EXERCISE TASKS:
A – Translate this sentence from the blog post on ubuntu and leadership into Spanish: "The value and practice of mutuality in ubuntu is defined paradoxically by the differences found in the “other”."
B – Write out the part of the blog post on ubuntu and leadership that opens with the words "The South African" and closes with "an African worldview.", swapping "compassion" for "empathy".

Thursday, June 15, 2006

Ubuntu and Mutuality in Post-Apartheid South African Leadership

I recently received word that our proposal on African Leadership has been accepted for the International Leadership Association's (ILA) Annual Conference in Chicago (November 2-5, 2006.) :
http://www.academy.umd.edu/ILA/Conferences/index.htm

I will be presenting a paper entitled: "Ubuntu and Mutuality in Post-Apartheid South African Leadership." Here is a short introduction to the main premise of the paper:

Recent studies in Southern Africa have highlighted the desperate need for indigenous, innovative, values-based leadership approaches in South Africa that will mobilize a wide variety of participants around the common goal of reconstructing a society ravished by racial discrimination, disease prevalence, economic injustices, corruption, crime and leadership failure. This new, emerging, post-industrial paradigm of leadership has helped South Africans to start to think of leadership as something that is done in community in stead of the acts of one privileged individual. This paradigm shift from extreme individualism to perspectives in communal leadership is a global phenomenon and is contrasted with the individualistic, competitive leadership approaches of the Apartheid Regime. This shift to values-based leadership approached is mostly marked by communal presence, trust, dialogue and mutuality.

The South African Nguni word ubuntu, from the aphorism; “Umuntu Ngumuntu Ngabantu – A person is a person because/through others”; can be described as the capacity in African culture to express compassion, reciprocity, dignity, humanity and mutuality in the interest of building and maintaining communities with justice and mutual caring. More than a descriptor of African values, ubuntu should be seen as a social philosophy that is deeply embedded in African culture and the primary foundation of an African worldview.

Ubuntu, seen in the spirit of participatory humanism, has the power to effect a revitalized commitment in South Africans to the rebuilding of their communities. The value and practice of mutuality in ubuntu is defined paradoxically by the differences found in the “other”. Accommodation and respect for the differences in the “other” flows from a recognition of the common humanity of the “self” and the “other”. Mutuality in ubuntu allows for the breaking down of the superficial and artificial barriers between the “actors” in the leadership exchange and allows both leader and follower to see the “other”, discover their mutual humanity and in doing so foster the construction of a caring community that allows for the respectful tolerance of social, cultural, economic and philosophical differences.

The aim of this presentation is to explore the value of mutuality in the African, social philosophy of ubuntu within the matrix of emerging values-based leadership approaches. The cultural and social concepts of ubuntu are rich in definition and implication, and in the light of the constraints of this brief study, the focus is firmly placed on the common value of mutuality and so provide a conceptual platform so as to consider what this might mean for contemporary, Post-Apartheid, South African leadership.

Point location data:
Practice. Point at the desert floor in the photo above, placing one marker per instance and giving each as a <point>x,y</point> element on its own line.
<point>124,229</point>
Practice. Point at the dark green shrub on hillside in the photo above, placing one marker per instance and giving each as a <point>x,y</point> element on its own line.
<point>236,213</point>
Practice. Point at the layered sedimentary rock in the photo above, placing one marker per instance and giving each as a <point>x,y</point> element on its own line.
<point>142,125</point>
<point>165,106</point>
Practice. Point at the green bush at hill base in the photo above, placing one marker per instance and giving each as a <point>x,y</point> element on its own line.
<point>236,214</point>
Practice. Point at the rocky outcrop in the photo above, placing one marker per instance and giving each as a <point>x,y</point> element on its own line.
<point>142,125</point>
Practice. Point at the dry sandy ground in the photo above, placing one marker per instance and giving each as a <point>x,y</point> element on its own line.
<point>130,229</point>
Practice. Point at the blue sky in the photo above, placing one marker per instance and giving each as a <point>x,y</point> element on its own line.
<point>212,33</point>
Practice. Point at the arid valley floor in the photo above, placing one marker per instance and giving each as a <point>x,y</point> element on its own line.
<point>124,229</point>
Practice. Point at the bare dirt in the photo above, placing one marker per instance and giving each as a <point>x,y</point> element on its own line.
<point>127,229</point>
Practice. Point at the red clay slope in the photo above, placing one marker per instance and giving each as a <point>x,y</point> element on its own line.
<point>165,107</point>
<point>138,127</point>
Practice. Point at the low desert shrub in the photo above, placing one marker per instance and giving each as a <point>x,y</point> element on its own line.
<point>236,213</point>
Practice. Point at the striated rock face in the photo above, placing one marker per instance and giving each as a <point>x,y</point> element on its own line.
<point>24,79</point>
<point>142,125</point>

RESPONSES IN ORDER:
A – El valor y la práctica de la mutualidad en el ubuntu se definen paradójicamente por las diferencias que se encuentran en el “otro”.

B –
The South African Nguni word ubuntu, from the aphorism; “Umuntu Ngumuntu Ngabantu – A person is a person because/through others”; can be described as the capacity in African culture to express empathy, reciprocity, dignity, humanity and mutuality in the interest of building and maintaining communities with justice and mutual caring. More than a descriptor of African values, ubuntu should be seen as a social philosophy that is deeply embedded in African culture and the primary foundation of an African worldview.